== TEXT SECTION ==
- - - - -

Effective Date: July 07, 1998
Parties:

Evercel

Sectors: Manufacturing
Governing Law:  China
Exhibit 10.7


Confidential treatment has been requested for portions of this
document. Deleted portions are identified with a dotted line under
the deleted information.


-------------------


COOPERATIVE JOINT VENTURE CONTRACT


BETWEEN


XIAMEN THREE CIRCLES CO, LTD.


AND


ENERGY RESEARCH CORPORATION


FOR


THE ESTABLISHMENT


OF


XIAMEN THREE CIRCLES-ERC BATTERY CORP.,
LTD,


A


SINO-FOREIGN


MANUFACTURING JOINT VENTURE


Cooperative Joint Venture Contract
Between Xiamen Three Circles Co., Ltd.

- - - - -

== PROBLEM DETAILS ==
In the joint venture contract excerpt, which company is the contract meant to establish?

- - - - -

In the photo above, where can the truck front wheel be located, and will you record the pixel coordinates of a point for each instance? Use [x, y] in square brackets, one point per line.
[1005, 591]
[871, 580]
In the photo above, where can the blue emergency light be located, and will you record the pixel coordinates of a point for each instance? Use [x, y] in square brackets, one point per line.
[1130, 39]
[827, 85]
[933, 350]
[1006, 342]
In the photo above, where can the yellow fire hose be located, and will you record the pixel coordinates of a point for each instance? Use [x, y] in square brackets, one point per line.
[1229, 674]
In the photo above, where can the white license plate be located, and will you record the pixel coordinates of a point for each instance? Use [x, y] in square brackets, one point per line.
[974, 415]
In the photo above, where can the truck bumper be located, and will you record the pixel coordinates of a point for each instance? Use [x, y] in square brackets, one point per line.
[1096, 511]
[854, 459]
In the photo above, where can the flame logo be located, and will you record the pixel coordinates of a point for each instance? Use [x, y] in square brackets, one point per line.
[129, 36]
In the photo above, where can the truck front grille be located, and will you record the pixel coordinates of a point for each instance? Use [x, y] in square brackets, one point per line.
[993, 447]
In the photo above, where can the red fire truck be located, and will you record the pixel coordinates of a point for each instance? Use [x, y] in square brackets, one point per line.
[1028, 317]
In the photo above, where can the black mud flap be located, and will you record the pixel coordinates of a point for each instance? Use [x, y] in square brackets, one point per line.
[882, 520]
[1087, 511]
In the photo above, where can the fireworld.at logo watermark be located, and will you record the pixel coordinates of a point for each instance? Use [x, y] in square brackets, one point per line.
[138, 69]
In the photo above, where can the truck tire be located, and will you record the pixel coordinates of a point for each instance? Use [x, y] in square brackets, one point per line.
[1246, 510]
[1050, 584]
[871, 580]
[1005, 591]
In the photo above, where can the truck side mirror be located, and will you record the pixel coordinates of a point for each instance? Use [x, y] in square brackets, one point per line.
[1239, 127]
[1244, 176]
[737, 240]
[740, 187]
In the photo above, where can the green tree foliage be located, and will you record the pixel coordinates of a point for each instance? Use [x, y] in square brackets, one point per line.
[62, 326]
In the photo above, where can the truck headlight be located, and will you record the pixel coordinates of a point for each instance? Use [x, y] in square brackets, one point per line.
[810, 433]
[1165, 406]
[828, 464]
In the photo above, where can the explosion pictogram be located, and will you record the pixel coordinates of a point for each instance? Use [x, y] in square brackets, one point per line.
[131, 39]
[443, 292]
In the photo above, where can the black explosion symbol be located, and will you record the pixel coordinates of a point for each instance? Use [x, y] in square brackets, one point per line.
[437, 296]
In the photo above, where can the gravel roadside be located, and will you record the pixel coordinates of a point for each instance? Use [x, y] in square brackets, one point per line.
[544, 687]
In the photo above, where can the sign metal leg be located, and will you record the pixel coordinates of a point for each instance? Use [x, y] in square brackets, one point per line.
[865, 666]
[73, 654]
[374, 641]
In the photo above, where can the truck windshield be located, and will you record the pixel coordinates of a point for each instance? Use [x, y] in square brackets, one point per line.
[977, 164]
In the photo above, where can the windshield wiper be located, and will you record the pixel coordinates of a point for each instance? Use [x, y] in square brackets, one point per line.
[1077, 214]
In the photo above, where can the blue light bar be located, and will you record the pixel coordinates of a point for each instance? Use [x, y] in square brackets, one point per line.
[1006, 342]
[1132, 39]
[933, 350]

- - - - -

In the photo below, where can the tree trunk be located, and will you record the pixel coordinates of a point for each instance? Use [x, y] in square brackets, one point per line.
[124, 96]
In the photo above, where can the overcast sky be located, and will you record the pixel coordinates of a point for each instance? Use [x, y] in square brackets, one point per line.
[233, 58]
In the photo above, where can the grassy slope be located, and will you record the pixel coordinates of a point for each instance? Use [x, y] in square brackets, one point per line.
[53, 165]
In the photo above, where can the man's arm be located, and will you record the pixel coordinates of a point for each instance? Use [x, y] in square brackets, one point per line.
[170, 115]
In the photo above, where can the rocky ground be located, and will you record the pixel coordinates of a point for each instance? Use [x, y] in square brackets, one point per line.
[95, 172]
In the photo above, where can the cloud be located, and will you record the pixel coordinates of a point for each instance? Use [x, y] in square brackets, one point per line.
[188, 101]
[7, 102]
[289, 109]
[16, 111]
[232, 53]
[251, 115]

- - - - -

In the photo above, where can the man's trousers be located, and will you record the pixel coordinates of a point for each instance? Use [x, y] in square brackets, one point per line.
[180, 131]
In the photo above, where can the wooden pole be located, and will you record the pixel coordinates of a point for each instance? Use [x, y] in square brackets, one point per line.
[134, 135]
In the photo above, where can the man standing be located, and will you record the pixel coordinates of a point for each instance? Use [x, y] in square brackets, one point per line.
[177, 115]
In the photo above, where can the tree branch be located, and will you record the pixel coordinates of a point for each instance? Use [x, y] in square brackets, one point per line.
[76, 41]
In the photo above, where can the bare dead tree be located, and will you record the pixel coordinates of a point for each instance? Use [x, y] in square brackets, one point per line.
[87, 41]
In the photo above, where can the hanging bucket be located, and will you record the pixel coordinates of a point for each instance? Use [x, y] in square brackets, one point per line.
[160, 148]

- - - - -

== WRITTEN SOLUTION ==
XIAMEN THREE CIRCLES-ERC BATTERY CORP., LTD, a Sino-foreign manufacturing joint venture.